## Aim of the task
Copy each record exactly, word for word.

## Stored data

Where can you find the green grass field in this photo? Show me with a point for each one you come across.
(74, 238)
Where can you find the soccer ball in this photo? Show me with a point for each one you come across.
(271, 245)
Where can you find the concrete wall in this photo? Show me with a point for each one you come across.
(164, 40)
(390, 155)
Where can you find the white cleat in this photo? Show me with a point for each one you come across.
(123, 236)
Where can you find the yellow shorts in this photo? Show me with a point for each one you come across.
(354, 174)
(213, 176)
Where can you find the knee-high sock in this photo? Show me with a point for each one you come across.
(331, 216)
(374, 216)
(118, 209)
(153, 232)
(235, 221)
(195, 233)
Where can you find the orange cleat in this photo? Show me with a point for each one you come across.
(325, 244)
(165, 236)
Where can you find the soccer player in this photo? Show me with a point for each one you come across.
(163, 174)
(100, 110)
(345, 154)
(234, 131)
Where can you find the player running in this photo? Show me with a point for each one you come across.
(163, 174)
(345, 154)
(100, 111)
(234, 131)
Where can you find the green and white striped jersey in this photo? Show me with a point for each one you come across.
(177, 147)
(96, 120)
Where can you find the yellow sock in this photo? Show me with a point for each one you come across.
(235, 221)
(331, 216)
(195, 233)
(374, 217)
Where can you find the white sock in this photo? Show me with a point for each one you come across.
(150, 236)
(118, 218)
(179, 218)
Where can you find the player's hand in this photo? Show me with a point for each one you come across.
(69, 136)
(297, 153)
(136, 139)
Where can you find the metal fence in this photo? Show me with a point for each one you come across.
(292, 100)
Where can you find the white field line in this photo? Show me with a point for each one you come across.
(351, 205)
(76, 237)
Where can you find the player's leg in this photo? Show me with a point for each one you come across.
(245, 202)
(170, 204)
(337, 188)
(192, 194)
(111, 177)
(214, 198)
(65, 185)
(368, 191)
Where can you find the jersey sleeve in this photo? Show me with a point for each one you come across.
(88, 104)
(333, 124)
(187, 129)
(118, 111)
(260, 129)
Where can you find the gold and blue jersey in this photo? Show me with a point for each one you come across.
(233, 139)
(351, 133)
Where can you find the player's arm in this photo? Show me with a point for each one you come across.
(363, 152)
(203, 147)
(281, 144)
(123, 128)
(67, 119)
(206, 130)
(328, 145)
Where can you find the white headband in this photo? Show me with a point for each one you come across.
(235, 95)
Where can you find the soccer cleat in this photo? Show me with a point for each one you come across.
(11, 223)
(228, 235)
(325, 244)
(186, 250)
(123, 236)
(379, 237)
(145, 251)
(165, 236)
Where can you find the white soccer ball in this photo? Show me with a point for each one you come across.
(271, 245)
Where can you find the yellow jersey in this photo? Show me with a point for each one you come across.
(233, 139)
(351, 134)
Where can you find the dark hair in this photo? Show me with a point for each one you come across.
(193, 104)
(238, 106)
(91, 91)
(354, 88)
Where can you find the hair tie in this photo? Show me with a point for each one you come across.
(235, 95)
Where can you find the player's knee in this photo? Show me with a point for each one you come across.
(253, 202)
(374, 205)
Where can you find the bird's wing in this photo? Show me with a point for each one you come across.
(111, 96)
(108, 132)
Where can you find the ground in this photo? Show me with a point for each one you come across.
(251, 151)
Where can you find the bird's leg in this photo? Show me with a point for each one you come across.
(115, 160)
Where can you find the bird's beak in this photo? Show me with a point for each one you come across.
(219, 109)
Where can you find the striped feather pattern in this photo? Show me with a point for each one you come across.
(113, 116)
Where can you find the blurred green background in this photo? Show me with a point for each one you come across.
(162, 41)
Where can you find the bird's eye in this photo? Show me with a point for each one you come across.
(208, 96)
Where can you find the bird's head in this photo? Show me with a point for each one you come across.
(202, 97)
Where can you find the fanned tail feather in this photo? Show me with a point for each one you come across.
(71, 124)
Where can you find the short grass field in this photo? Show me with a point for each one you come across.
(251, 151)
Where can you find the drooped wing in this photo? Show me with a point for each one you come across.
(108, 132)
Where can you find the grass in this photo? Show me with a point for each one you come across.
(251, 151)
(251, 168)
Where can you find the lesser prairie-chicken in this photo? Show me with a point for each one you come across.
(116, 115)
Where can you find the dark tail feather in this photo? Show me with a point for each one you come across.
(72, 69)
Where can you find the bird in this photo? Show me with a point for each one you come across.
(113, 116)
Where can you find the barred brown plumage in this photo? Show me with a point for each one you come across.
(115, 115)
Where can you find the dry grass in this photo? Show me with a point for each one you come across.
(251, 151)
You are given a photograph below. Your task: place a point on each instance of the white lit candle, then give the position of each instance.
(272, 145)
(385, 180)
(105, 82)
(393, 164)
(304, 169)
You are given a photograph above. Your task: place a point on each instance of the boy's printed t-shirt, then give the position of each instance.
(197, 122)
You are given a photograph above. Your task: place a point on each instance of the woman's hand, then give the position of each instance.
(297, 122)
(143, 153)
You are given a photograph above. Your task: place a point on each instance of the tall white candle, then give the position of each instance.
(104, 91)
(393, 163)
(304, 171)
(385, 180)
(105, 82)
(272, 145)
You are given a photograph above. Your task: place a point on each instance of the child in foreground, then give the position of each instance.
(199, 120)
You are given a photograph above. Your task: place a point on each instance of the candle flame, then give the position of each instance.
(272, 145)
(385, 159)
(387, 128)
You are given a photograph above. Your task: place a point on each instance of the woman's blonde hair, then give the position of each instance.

## Output
Where can you find the green grass field in this photo? Show me with a point for each one you come across.
(74, 238)
Where can you find the soccer ball in this photo? Show me with a point for each one you come across.
(271, 245)
Where can you find the concrete wall in this photo? Show me with a point for each one you come across.
(164, 40)
(390, 155)
Where can you find the white cleat in this photo? Show me with a point for each one you come across.
(123, 236)
Where can you find the yellow shorts in this photo? Show me with a point for each one you come across.
(354, 174)
(213, 176)
Where can you find the knee-high sock in this photo? Show me with a point for each one you come across.
(331, 216)
(374, 216)
(118, 209)
(153, 232)
(235, 221)
(195, 233)
Where can you find the orange cleat in this photo? Show me with a point for each one you come across.
(325, 244)
(165, 236)
Where can you find the soccer player in this photo? Show me with a point for each one you come across.
(163, 174)
(100, 110)
(345, 154)
(234, 131)
Where can you find the player running in this photo? Show me with a point for each one you come across.
(163, 174)
(345, 154)
(100, 111)
(234, 131)
Where can you find the green and white striped jersey in this photo? Show me with a point for each one you come across.
(177, 147)
(96, 120)
Where can you find the yellow sock in this photo? Show me with a point for each one you come across.
(235, 221)
(331, 216)
(195, 233)
(374, 217)
Where can you find the white sock in this photo? Show me with a point for each one you come across.
(150, 236)
(118, 218)
(179, 218)
Where can you find the player's hand in this photo? Show me with a point for each one you come across.
(69, 136)
(297, 153)
(136, 139)
Where can you find the metal fence in this photo? Show me with a point for each one you come across.
(292, 100)
Where can you find the white field line in this photo? Show me with a point for each one you come across.
(351, 205)
(76, 237)
Where can you find the player's leg in this photo? Show me with a point for each one you come across.
(245, 202)
(170, 204)
(337, 188)
(192, 194)
(111, 177)
(214, 198)
(65, 185)
(368, 191)
Where can you find the jersey sleeve in this photo? Show me with a point for each one you come across.
(88, 104)
(333, 124)
(187, 129)
(118, 111)
(260, 129)
Where can you find the gold and blue jersey in this photo? Show me with a point for each one you come across.
(233, 139)
(351, 133)
Where can you find the player's arm in this photo? Show me with a point for each one you come across.
(363, 152)
(203, 147)
(281, 144)
(123, 128)
(67, 119)
(206, 130)
(328, 145)
Where can you find the white headband in this photo? Show me with a point for each one you come across.
(235, 95)
Where can you find the soccer cleat in this photo? Show me with a point for each one you come across.
(11, 223)
(228, 235)
(325, 244)
(186, 250)
(123, 236)
(379, 237)
(145, 251)
(165, 236)
Where can you find the white soccer ball in this photo? Show me with a point for each one you come across.
(271, 245)
Where can you find the yellow jersey in this photo? Show me with a point for each one you come across.
(233, 139)
(351, 134)
Where can you find the dark hair in this photo? Show me with a point for each one you come across.
(193, 104)
(238, 106)
(91, 91)
(354, 88)
Where can you find the hair tie in this photo? Show me with a point for each one you come across.
(235, 95)
Where can you find the player's knee in this photo? Show me with a point for each one you come across.
(253, 202)
(374, 205)
Where can you find the bird's wing in this photo? Show me with a point for each one you come across.
(111, 96)
(108, 132)
Where can you find the ground in this photo? Show me with a point for each one you come across.
(251, 151)
Where can you find the bird's leg in this photo? Show me with a point for each one you come across.
(115, 160)
Where can you find the bird's beak in this photo? Show me with a point for each one you come across.
(219, 109)
Where can you find the striped feather pattern in this photo? Show me with a point for each one you come across.
(113, 116)
Where can you find the blurred green background in this photo? Show me with a point for each one you come across.
(162, 41)
Where can you find the bird's eye in this photo? Show me with a point for each one you come across.
(208, 96)
Where can you find the bird's head in this photo? Show me with a point for each one you come across.
(202, 97)
Where can you find the fanned tail feather in this photo? Show me with a point for each one you come across.
(71, 124)
Where can you find the short grass field in this photo? Show me with a point for each one you come across.
(251, 151)
Where can you find the drooped wing in this photo? Show me with a point for each one you come across.
(108, 132)
Where can you find the grass in this photo? Show me with a point for each one you come across.
(251, 151)
(251, 168)
Where can you find the lesser prairie-chicken in this photo? Show me with a point for each one you come across.
(116, 115)
Where can you find the dark tail feather in this photo? Show me with a point for each one you come across.
(72, 69)
Where can you find the bird in this photo? Show me with a point for each one you come across.
(113, 116)
Where can you find the barred brown plumage in this photo? Show me with a point for each one you come across.
(115, 115)
Where can you find the dry grass in this photo? Show me with a point for each one you come across.
(251, 151)
You are given a photograph below. Your task: place a point on each instance of the white lit candle, then give the position of each instance.
(272, 145)
(385, 180)
(105, 82)
(393, 164)
(304, 169)
You are given a photograph above. Your task: place a point on each instance of the boy's printed t-shirt, then give the position of each instance.
(197, 122)
You are given a photograph above. Your task: place a point on each instance of the woman's hand, then give the position of each instance.
(297, 122)
(143, 153)
You are given a photograph above. Your task: place a point on each instance of the tall white candle, then give the position of each instance.
(104, 91)
(393, 163)
(304, 171)
(385, 180)
(105, 82)
(272, 145)
You are given a photograph above. Your task: place a point on each instance of the child in foreground, then give the position of each instance.
(199, 120)
You are given a photograph above. Your task: place a point on each instance of the candle flame, then give the position of each instance.
(272, 145)
(385, 159)
(387, 128)
You are given a photograph above. Your task: place a point on each instance of the woman's blonde hair, then give the position of each instance.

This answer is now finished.